* EXTRAIT DU DOCUMENT
==*==

Pierre de Boishue. La politesse, arme de séduction massive, de Jean Pruvost

Emmanuel Macron accueilli par la reine Margrethe II, à Copenhague en 2018. Jacques Witt/SIPA

Dans un essai à la fois divertissant et érudit dont nous publions des extraits en avant-première, le lexicologue Jean Pruvost dresse un panorama historique de ces bonnes manières qui ont longtemps été l’apanage de la civilisation et de l’art de vivre français.

Rien de plus courtois qu’écrire sur la politesse. En cette période troublée, marquée par la culture envahissante du «clash» et de l’invective, Jean Pruvost a cette élégance-là. Son ouvrage, La Politesse. Au fil des mots et de l’histoire (Tallandier), constitue un puissant remède à la morosité ambiante en même temps qu’un délicat manuel du savoir-vivre ensemble. Avec un sens précis de la nuance, l’auteur a en outre la civilité (voire l’urbanité!) de se montrer drôle dans l’analyse de son sujet. L’humour? Un ingrédient essentiel dans le riche cocktail des bonnes manières.

D’une plume alerte, ce lexicologue de profession multiplie les références historiques et littéraires à travers les âges pour radiographier tous les raffinements de l’éducation française (souvent bien différente de celle de nos voisins…). Dans cet essai vivant, les bons mots et les traits d’esprit s’enchaînent comme dans les salons des siècles passés. Jean-Loup Chiflet, connu pour son amour de notre langue, remarquablement mise à l’honneur ici par Jean Pruvost, appréciera le travail.

Puisant aussi dans son vécu, l’expert adopte volontiers un ton léger ou personnel entre deux considérations savantes. Les anecdotes ne manquent pas. «Où êtes-vous né?» lui avait jadis demandé un examinateur du code de la route. Réponse étonnée:

«À Saint-Denis.» Et son interlocuteur de relever de manière acerbe: «Vous êtes né dans la ville où l’on enterre les rois, mais vous n’en avez pas la politesse.» À la grande stupéfaction de l’intéressé, qui s’interroge encore sur la nature exacte de la faute de goût involontaire l’ayant probablement privé de son permis…

L’étude des différentes conceptions de la notion séduit autant que l’analyse de son évolution. À quand le début de l’histoire? «… Un voyage dans le temps s’imposera, en commençant par les origines lointaines du mot et de sa famille, explique Jean Pruvost dans son avant-propos. Le verbe “polir” en fait-il d’ailleurs partie? Faut-il par exemple y inclure l’usage ancien et argotique du verbe “polir”: se livrer en douceur au vol le plus éhonté?» Des personnages oubliés défilent, comme l’abbé Girard et Pierre Lafaye, qui établirent il y a plusieurs siècles des distinctions précises entre les synonymes proches.

Au gré des pages, les problématiques pratiques apparaissent. Faut-il passer devant ou derrière une dame dans un escalier? À quelle distance se tenir l’un de l’autre? Des savants auraient tranché cette âpre question: un face-à-face entre un Norvégien et un Égyptien est susceptible d’inspirer bien des malentendus. Jean Pruvost  convoque  Sartre, La Rochefoucauld, Vigny, Jean Dutourd, Francis Blanche ou Dominique Noguez. Sans oublier Michel Laclos, auteur de cette merveilleuse définition à destination des amateurs de mots croisés: «Article du code civil».

==*==

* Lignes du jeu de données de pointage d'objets
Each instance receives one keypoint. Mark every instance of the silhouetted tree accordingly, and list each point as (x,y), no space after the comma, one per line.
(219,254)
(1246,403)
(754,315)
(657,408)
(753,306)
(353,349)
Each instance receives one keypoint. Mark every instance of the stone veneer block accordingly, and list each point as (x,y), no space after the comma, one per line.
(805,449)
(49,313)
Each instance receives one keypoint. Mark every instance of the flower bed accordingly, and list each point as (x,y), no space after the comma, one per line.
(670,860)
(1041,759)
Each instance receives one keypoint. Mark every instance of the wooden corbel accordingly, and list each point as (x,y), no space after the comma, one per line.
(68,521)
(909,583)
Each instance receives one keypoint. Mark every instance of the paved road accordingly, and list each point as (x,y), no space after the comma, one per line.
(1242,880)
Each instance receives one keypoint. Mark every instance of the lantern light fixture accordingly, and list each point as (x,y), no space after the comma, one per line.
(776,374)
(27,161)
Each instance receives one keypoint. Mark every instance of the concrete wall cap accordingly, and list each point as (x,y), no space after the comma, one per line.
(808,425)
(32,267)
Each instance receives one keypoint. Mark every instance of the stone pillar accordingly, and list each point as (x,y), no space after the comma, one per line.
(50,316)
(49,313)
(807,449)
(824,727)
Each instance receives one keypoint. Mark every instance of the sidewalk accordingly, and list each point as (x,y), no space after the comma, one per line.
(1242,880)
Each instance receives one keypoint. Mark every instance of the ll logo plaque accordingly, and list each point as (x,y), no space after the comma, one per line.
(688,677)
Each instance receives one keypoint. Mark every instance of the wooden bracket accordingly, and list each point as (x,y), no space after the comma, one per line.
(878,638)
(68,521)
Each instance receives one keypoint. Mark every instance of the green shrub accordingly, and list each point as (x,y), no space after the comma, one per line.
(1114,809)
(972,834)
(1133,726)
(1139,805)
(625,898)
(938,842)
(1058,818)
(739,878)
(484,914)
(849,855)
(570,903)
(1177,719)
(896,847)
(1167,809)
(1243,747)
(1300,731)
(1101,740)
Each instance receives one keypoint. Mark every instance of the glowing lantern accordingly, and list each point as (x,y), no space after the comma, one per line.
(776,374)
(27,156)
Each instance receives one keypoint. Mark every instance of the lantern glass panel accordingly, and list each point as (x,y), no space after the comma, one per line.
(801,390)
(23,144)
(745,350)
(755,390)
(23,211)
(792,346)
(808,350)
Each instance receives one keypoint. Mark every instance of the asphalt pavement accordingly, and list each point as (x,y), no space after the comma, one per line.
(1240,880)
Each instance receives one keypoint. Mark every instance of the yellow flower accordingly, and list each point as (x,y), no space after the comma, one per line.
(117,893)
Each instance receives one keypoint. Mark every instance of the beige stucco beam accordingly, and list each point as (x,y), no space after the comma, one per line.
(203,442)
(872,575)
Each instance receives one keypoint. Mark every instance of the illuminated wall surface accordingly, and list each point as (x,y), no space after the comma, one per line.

==*==

* DÉFI 1
Transformez en liste à puces le paragraphe de l'article sur la politesse qui commence par « Au gré des pages », en gardant ses faits essentiels.
* DÉFI 2
Répondez brièvement à ces questions sur l'article sur la politesse :
(a) Quel éditeur publie l'ouvrage de Jean Pruvost ?
(b) Dans quelle ville Jean Pruvost dit-il être né à l'examinateur du code de la route ?
(c) Quels personnages oubliés établirent des distinctions précises entre les synonymes proches ?
* DÉFI 3
Écrivez la suite de l'article sur la politesse en reprenant juste après sa dernière phrase.
Les enregistrements sont tirés d'une autre source.

* RÉSULTAT ATTENDU 1
- Le livre soulève des questions pratiques : faut-il passer devant ou derrière une dame dans un escalier, et à quelle distance se tenir l'un de l'autre ?
- Sur la distance, des savants auraient tranché : un face-à-face entre un Norvégien et un Égyptien peut inspirer bien des malentendus.
- Jean Pruvost convoque Sartre, La Rochefoucauld, Vigny, Jean Dutourd, Francis Blanche et Dominique Noguez.
- Il cite aussi Michel Laclos, auteur d'une définition destinée aux amateurs de mots croisés : « Article du code civil ».

* RÉSULTAT ATTENDU 2
(a) Tallandier.
(b) À Saint-Denis.
(c) L'abbé Girard et Pierre Lafaye.

* RÉSULTAT ATTENDU 3
Extraits

La politesse à la cour

D’évidence, les monarchies et leur cour sont à l’origine de bien des codes de politesse. Si au XVe siècle, Louis XI, surnommé l’ «universelle aragne» par ses détracteurs tant son activité diplomatique fut intense et redoutable, ne se répandait pas en grandes politesses dans sa «suite» que, d’ailleurs, il ne souhaitait pas fastueuse, en revanche, on doit à François Ier une cour qui fut très stimulante pour les courtisans en matière de manières. L’image qui fut la sienne du «père des arts et des lettres» n’est en rien imméritée, tant il accorda de l’attention et du soin à tous les arts, qu’il s’agisse de la musique, de l’architecture, de la peinture ou des lettres, dont il fut le protecteur très apprécié. L’influence forte de sa mère Louise de Savoie que l’art de la Renaissance passionnait, l’enseignement qu’il reçut de François Desmoulins, son professeur de latin, ou de l’Italien Gian Francesco, le prédisposèrent à bénéficier pleinement de la pensée italienne, en partant par ailleurs d’une langue italienne qu’il parlait couramment. Enfin, les campagnes d’Italie qui ouvrirent son règne furent également propices à introduire de nouvelles idées dans le royaume de France.

Riche de cette formation et d’un charisme exceptionnel, il sera vite reconnu selon ses vœux comme le prince de la Renaissance et, comme tel, put instaurer, pour ainsi dire le premier en France, une cour affirmant son pouvoir royal. Cette cour, forte de plusieurs milliers de personnes, se déplaçant de château en château, fit l’admiration de toute l’Europe tant elle fut brillante.

Étienne de Jouy, à la fois librettiste, journaliste critique et chansonnier, n’hésite pas à s’en faire l’écho dès 1814, dans ses «satires de la vie parisienne», rassemblées dans L’Hermite de la Chaussée-d’Antin. Évoquant ainsi François Ier et son intérêt pour l’Italie, il souligne combien «cette première passion […] développa cette élégance de mœurs, cette politesse recherchée, ces manières de gentilhomme (comme il le disait lui-même) qui répandirent tant d’éclat sur son règne». Ladite cour, en rassemblant selon son gré et l’excellence de son goût des artistes, des personnalités diverses et des grands du royaume, sans compter les invités étrangers, donna le ton à l’Europe, et constitua le prototype des cours du XVIIe siècle, celle de Louis XIII puis celle de Louis XIV qui connut son apogée à Versailles. En faisant naître un mot: l’«étiquette».

La politesse en voyage

«Les nations, comme les hommes, meurent d’imperceptibles impolitesses. C’est à leur façon d’éternuer ou d’éculer leurs talons que se reconnaissent les peuples condamnés», s’écrie Ulysse, l’ambassadeur des Grecs, dans l’acte II de La guerre de Troie n’aura pas lieu, publié en 1935. Aussi peut-on sourire des rites de chacun, en oubliant les nôtres ; ils sont pourtant des lieux intenses de susceptibilité, la pire qui soit, parce qu’elle est non dite.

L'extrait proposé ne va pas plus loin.